_Record excerpts:_
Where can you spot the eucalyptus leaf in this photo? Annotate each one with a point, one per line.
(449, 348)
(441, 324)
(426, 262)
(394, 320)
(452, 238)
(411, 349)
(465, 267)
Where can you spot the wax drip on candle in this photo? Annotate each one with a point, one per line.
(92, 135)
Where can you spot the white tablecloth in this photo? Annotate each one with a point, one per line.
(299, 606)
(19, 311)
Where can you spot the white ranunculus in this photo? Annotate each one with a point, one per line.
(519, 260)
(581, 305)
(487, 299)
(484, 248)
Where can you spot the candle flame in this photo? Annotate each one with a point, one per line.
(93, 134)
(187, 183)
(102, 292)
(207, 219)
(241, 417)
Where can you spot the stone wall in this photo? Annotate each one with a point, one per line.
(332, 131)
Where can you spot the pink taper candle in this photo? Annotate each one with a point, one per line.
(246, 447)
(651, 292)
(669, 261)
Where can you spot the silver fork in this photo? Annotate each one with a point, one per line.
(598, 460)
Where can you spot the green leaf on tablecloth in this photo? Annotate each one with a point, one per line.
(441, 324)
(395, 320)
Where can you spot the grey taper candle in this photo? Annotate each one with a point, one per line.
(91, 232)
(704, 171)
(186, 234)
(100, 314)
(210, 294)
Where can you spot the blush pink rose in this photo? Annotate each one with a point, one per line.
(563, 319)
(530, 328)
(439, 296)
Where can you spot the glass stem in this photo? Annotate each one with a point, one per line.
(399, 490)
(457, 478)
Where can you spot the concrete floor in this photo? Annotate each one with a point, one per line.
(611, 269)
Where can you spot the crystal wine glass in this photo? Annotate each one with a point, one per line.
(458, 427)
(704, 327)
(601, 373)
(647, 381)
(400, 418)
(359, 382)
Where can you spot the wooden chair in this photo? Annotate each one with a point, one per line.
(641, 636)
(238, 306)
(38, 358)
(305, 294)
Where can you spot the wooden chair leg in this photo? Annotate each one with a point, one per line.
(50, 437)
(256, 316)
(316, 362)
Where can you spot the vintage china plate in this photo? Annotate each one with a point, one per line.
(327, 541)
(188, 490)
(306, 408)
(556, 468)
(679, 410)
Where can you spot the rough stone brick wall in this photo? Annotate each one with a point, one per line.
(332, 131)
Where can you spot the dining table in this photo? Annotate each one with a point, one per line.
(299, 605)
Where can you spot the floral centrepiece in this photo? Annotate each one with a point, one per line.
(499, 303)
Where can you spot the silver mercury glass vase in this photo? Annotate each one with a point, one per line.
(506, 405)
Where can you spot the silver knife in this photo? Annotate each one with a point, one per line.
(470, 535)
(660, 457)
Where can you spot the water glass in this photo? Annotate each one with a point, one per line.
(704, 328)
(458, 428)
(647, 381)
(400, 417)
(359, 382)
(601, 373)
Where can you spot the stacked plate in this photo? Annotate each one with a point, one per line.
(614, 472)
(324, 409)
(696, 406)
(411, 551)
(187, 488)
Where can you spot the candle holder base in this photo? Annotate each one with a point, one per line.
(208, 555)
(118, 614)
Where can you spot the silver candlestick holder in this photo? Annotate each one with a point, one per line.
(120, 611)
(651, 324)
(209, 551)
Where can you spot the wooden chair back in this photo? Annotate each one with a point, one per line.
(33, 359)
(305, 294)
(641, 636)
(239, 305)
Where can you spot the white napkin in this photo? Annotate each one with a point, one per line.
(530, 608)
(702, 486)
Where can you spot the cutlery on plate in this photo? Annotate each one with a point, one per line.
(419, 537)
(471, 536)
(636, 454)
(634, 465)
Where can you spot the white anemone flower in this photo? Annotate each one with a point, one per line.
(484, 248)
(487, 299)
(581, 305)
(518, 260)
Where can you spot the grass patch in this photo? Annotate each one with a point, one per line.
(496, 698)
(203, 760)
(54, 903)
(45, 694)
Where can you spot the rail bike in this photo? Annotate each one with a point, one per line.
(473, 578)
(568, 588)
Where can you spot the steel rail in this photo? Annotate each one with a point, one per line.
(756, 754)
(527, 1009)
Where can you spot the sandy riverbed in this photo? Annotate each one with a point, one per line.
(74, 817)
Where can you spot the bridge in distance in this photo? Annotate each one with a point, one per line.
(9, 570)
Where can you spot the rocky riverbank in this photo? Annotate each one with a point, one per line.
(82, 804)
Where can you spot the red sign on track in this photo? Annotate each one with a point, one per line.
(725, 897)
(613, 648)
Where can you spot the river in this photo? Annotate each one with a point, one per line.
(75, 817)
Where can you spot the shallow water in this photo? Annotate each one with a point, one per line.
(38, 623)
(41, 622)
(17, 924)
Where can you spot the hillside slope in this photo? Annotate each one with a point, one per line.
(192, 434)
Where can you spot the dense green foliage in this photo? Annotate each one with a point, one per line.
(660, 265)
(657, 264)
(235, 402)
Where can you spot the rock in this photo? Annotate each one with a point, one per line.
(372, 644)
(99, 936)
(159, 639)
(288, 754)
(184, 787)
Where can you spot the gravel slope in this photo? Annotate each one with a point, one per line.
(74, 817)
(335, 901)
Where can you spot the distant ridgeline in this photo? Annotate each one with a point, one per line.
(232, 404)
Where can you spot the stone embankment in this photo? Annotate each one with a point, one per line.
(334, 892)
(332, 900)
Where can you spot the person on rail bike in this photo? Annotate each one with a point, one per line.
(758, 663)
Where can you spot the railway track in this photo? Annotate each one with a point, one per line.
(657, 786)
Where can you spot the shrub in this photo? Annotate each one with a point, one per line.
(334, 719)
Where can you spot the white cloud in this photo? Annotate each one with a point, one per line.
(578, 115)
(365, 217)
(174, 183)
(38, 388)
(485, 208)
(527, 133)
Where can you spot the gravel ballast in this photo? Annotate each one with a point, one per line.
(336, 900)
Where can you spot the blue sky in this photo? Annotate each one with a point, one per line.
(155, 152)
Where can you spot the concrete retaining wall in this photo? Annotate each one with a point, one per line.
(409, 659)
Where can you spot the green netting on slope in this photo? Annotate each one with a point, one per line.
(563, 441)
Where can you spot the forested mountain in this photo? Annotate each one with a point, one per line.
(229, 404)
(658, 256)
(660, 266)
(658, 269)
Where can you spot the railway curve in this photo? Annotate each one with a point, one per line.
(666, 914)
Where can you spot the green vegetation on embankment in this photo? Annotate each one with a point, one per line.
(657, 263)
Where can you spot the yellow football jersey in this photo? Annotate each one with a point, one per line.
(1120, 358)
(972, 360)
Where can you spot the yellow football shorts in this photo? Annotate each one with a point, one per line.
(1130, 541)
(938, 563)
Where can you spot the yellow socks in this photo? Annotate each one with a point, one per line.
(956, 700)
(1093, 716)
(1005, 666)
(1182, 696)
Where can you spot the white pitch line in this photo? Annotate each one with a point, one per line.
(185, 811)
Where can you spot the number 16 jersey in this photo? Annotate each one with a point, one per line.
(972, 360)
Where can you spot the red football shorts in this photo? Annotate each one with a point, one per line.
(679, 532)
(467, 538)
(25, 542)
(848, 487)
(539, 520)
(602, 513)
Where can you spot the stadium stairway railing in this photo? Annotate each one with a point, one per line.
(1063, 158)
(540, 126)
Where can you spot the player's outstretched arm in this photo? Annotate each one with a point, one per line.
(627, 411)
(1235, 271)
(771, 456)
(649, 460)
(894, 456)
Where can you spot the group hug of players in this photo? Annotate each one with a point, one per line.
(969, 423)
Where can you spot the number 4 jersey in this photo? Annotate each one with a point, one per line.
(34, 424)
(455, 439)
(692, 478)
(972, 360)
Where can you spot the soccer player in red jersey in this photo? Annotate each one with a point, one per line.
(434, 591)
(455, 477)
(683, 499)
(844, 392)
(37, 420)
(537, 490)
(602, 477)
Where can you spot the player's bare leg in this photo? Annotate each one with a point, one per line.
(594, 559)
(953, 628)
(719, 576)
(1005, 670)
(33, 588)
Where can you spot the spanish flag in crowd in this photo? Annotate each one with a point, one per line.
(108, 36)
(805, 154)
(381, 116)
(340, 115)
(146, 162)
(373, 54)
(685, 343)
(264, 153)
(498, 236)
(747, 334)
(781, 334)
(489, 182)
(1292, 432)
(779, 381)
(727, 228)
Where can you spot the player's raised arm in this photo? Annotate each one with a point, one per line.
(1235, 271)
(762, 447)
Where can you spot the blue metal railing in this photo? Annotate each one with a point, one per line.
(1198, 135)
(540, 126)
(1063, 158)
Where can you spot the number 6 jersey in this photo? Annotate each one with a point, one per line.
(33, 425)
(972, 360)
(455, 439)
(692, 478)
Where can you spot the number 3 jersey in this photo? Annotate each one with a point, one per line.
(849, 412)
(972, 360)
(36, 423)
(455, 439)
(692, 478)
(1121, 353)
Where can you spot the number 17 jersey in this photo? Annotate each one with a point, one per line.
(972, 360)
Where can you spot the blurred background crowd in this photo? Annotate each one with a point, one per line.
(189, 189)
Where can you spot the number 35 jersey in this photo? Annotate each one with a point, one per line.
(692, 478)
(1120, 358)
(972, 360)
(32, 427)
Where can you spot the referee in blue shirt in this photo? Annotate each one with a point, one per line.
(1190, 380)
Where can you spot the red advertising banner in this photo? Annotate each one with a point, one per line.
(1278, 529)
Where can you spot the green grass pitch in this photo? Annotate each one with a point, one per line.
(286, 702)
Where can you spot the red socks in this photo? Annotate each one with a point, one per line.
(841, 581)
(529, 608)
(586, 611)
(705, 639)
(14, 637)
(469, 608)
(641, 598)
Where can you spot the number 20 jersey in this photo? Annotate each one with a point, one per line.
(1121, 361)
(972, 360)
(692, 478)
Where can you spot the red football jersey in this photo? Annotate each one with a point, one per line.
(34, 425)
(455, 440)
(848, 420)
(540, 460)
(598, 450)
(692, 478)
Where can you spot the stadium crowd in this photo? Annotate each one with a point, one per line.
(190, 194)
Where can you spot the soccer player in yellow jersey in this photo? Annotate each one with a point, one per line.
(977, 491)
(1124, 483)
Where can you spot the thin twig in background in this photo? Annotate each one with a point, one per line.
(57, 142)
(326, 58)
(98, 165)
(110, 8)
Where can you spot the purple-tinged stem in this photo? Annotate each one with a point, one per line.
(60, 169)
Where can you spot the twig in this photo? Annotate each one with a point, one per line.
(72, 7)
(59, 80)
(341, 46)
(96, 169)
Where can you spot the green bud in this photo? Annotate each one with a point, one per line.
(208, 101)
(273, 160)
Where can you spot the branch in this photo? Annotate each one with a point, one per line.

_Instructions to follow:_ Beginning at the line that contains "Where can you spot the red socks", retype each line of the listing up to and including the last one, exactly as it stands, and nothing else.

_Exercise output:_
Where can you spot the red socks in this photo? Annotate each one with a point, one per line.
(841, 581)
(529, 608)
(586, 611)
(705, 639)
(14, 637)
(469, 608)
(641, 598)
Where can you spot the number 20 jersey in this photo? Annotate each one with a point, one per line.
(1121, 361)
(972, 360)
(692, 478)
Where can you spot the red football jersey in this photo? Annotate each one with a point, one per line.
(34, 425)
(455, 440)
(848, 420)
(540, 460)
(598, 450)
(692, 478)
Where can you spot the stadium crowd in this photo? Annotate each one with a point, one per line.
(190, 194)
Where can you spot the soccer player in yellow jersey in this photo? Annotate each one with a point, one per line.
(977, 491)
(1124, 483)
Where can you spot the thin twig in background in this photo? Annotate each one with a point, one per line.
(57, 142)
(326, 58)
(98, 165)
(110, 8)
Where can you spot the purple-tinged stem in this photo? Annotate each one with a point, one per line.
(60, 169)
Where can you spot the twig in this photo? Annotate each one with a point, one per line.
(72, 7)
(59, 80)
(341, 46)
(96, 169)
Where can you spot the green bud in this photo? Annotate each one with a point, one per line.
(208, 101)
(273, 160)
Where can you spot the branch in this photo? Annotate each one with a point, one per line.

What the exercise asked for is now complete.